To do:
Go through the listing and write out all of it exactly.

[Position identification records]
************

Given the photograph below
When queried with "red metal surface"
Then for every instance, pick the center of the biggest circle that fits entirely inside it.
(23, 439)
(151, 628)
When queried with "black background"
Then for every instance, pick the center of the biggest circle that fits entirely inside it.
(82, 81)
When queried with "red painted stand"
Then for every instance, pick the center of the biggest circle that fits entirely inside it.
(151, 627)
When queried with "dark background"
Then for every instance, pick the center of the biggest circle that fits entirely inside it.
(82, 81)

************

Exercise result:
Given the photograph below
When queried with "red metal surface"
Then for every instance, pick the center of the biggest circle that fits entirely inside it.
(23, 439)
(151, 628)
When queried with "black background"
Then for every instance, pick the center of the biggest circle that fits entirely inside it.
(82, 81)
When queried with "red painted stand"
Then for every instance, pick the center of the biggest circle that fits entirely inside it.
(151, 627)
When queried with "dark background"
Then for every instance, pick the center of the biggest circle that fits entirely inside it.
(82, 81)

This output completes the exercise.